** EXERCISE TEXT follows **

We face real challenges but they are not all externally imposed. We must learn to act more effectively together, to make the whole greater than the sum of its parts, to make it easier to pursue interdisciplinary initiatives, to take advantage of new technologies, to innovate in our teaching, our research, and our recruitment. We must determine for ourselves what the optimal size and shape of this university should be.

Over the past nine months I have been working with representatives of the Divisions and the Colleges to explore how we can innovate in our teaching and expand our research without undermining the unique intimacy of college life.

We will only maintain our current global standing if we determine and attain the optimal size and shape for the university. We will only attain the optimal size and shape if we act coherently together to respond to societal developments and changes in student demand. We must be prepared to accommodate new programs, but we must also be willing to do something much harder, to stop activities whose time has passed. If we wish to grow some programs we must be willing to contract others. The fact that something has been done for a long time is not in itself reason to continue it. We must have the courage to subject current activities to the same criteria we subject new ones. With good will and a focus on our shared rather than our particular interests we can achieve this.

Real estate, and in particular the lack of affordable housing for our young researchers, is another serious challenge we face and must address. The cost of housing in Oxford is making it more difficult to recruit at every level of the university. It is a problem we all share and our ability to resolve it requires us to work together.

There have been exciting developments in the past year on the real estate front. I participated in the opening of the Blavatnik School of Government, the refurbished Weston Library, and the wonderful Longwall Library in Magdalen College. I topped out the Big Data Institute and the student accommodation at St Cross and I broke ground for more accommodation in Harris Manchester and Keble’s exciting new HB Allen Centre. I very much hope that before long we will be breaking ground for HansKrebs2 and the sites in the ROQ.

** End of EXERCISE TEXT **

» **WHAT THE EXERCISE ASKS**: Please continue the passage on the university's challenges and building projects, starting after its last sentence.

** SUPPLIED ENTRIES follows **

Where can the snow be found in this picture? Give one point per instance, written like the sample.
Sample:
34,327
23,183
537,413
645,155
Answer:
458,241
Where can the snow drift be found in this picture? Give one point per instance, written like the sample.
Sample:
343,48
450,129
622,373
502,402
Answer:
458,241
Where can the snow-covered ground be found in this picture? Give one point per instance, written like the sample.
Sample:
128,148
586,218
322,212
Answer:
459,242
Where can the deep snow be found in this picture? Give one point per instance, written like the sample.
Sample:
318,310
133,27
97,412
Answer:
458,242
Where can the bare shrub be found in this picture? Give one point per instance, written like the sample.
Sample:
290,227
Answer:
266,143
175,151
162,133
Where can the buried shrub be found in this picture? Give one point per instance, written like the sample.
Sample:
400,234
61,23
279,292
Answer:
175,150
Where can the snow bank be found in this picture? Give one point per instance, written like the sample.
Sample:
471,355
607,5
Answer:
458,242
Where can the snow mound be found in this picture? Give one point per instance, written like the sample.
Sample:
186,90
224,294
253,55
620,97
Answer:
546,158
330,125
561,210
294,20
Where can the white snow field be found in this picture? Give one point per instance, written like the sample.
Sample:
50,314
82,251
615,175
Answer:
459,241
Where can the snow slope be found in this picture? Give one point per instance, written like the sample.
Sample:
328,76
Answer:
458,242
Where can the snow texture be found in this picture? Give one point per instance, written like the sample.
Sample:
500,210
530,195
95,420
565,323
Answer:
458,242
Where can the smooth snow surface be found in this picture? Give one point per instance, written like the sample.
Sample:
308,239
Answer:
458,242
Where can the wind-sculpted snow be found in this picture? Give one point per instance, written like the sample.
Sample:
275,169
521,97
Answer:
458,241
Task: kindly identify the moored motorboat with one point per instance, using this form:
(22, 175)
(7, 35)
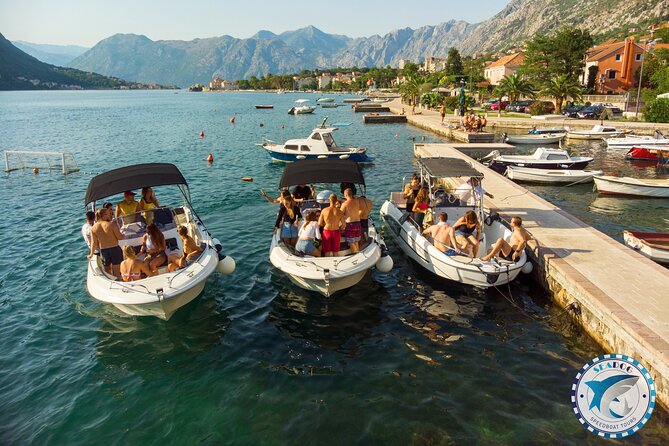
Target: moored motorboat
(650, 188)
(327, 275)
(320, 144)
(440, 174)
(162, 294)
(596, 132)
(540, 138)
(654, 245)
(550, 176)
(542, 158)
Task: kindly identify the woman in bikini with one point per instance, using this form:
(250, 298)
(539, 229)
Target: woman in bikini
(465, 234)
(154, 246)
(131, 268)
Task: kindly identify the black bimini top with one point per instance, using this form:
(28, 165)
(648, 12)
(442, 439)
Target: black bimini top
(449, 167)
(132, 177)
(327, 170)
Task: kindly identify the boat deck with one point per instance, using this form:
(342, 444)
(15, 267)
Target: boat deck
(621, 295)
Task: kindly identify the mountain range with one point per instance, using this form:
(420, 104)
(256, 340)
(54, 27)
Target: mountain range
(139, 58)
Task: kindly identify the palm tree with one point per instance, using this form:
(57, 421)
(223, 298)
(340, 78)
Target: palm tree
(516, 86)
(562, 87)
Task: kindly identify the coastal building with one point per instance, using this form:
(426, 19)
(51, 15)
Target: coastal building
(433, 64)
(504, 66)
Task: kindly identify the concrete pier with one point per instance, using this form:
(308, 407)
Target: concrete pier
(618, 296)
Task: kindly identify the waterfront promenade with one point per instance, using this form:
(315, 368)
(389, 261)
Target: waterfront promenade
(617, 295)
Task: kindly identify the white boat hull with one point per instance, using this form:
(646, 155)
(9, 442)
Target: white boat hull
(551, 176)
(459, 268)
(326, 275)
(632, 186)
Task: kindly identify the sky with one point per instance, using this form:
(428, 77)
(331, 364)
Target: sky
(86, 22)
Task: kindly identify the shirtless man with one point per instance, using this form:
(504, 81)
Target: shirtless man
(441, 234)
(351, 210)
(332, 220)
(105, 235)
(512, 249)
(365, 209)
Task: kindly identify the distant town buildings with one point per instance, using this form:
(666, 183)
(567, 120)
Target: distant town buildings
(504, 66)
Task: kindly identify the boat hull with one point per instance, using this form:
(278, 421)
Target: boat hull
(460, 269)
(631, 187)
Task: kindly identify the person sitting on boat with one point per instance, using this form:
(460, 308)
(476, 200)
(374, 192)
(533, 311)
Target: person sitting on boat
(365, 209)
(421, 205)
(472, 188)
(307, 234)
(128, 206)
(105, 235)
(189, 253)
(331, 220)
(465, 234)
(301, 192)
(132, 268)
(351, 210)
(289, 214)
(148, 202)
(154, 245)
(512, 249)
(441, 234)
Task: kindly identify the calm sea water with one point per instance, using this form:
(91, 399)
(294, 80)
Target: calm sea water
(402, 358)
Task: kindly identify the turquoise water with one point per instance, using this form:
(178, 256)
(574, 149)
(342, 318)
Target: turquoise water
(402, 358)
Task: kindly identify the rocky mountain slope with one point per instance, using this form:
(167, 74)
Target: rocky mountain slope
(183, 63)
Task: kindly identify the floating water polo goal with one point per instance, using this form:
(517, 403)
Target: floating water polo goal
(24, 159)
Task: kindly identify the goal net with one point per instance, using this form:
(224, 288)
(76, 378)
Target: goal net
(20, 159)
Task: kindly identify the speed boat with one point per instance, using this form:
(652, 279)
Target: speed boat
(163, 294)
(542, 158)
(441, 176)
(328, 275)
(320, 144)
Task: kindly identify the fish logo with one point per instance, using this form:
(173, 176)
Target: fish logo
(613, 396)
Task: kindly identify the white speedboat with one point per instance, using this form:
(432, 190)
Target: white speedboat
(541, 138)
(542, 158)
(550, 176)
(596, 132)
(441, 174)
(320, 144)
(654, 245)
(163, 294)
(607, 184)
(659, 141)
(302, 109)
(327, 275)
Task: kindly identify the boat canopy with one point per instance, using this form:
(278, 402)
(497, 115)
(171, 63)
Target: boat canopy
(448, 167)
(132, 177)
(327, 170)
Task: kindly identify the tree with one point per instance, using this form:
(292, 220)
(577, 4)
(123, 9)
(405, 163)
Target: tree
(561, 53)
(515, 86)
(454, 65)
(562, 87)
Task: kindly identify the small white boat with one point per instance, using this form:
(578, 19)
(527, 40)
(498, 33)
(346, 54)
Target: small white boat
(302, 109)
(165, 293)
(596, 132)
(654, 245)
(632, 186)
(659, 141)
(327, 275)
(550, 176)
(458, 268)
(541, 138)
(542, 158)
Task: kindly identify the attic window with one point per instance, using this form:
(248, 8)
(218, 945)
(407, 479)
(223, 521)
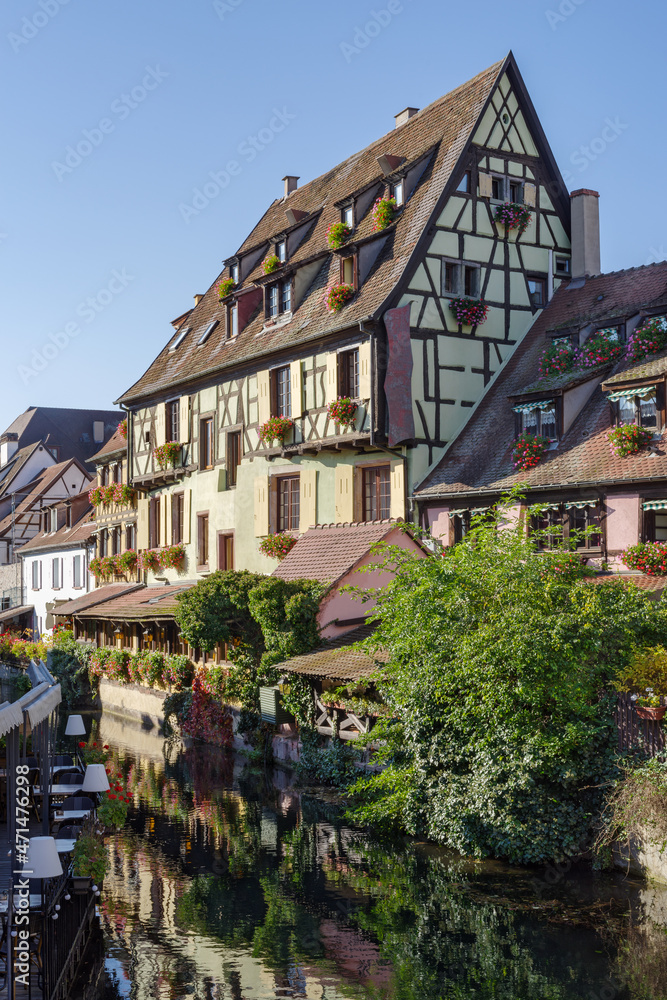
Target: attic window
(207, 333)
(179, 339)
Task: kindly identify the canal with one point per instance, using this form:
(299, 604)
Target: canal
(227, 883)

** End of SUPPLIED ENTRIES **

» **ANSWER SPACE**:
Many as yet unforeseen opportunities are likely to come our way and we must be agile enough to seize them, as Nuffield did last year with its purchase of the city sites and Oxpens. Indeed one of the many advantages of a collegiate system is that it allows for experiments from which others can learn and can benefit. Initiatives like those undertaken by University College and LMH bear testament to the determination across the university to attract students from the broadest possible background.

If we act as One Oxford we will be able to learn from one another’s experiments and ensure that we are maximising the opportunity of attracting the very best students whatever their background. If we act as One Oxford we will begin to address the competing demands we place on our young colleagues who so often feel torn between their obligations to their department and their college. If we act as One Oxford we will begin to address the implications for undergraduate teaching of research only appointments. If we act as One Oxford we will never again have different parts of the university bidding against one another for the same piece of real estate.

Conclusion

In has been a wonderful nine months: exhilarating, energising, humbling, in truth occasionally frustrating, but always fascinating. I would like to express my deep appreciation to all those who have welcomed me so warmly. I have dined at almost every college and PPH, some several times, and have met with loyal alumni across the globe. I have been mesmerised by the calibre of our staff and the creativity, ingenuity, complexity and sheer brilliance of the work of so many of them. It has been a great and undeserved privilege to be here to witness Oxford being ranked the best university in the world. With the talent we have, and the values we share, and with a commitment to working together I am convinced that we can remain the greatest university in the world.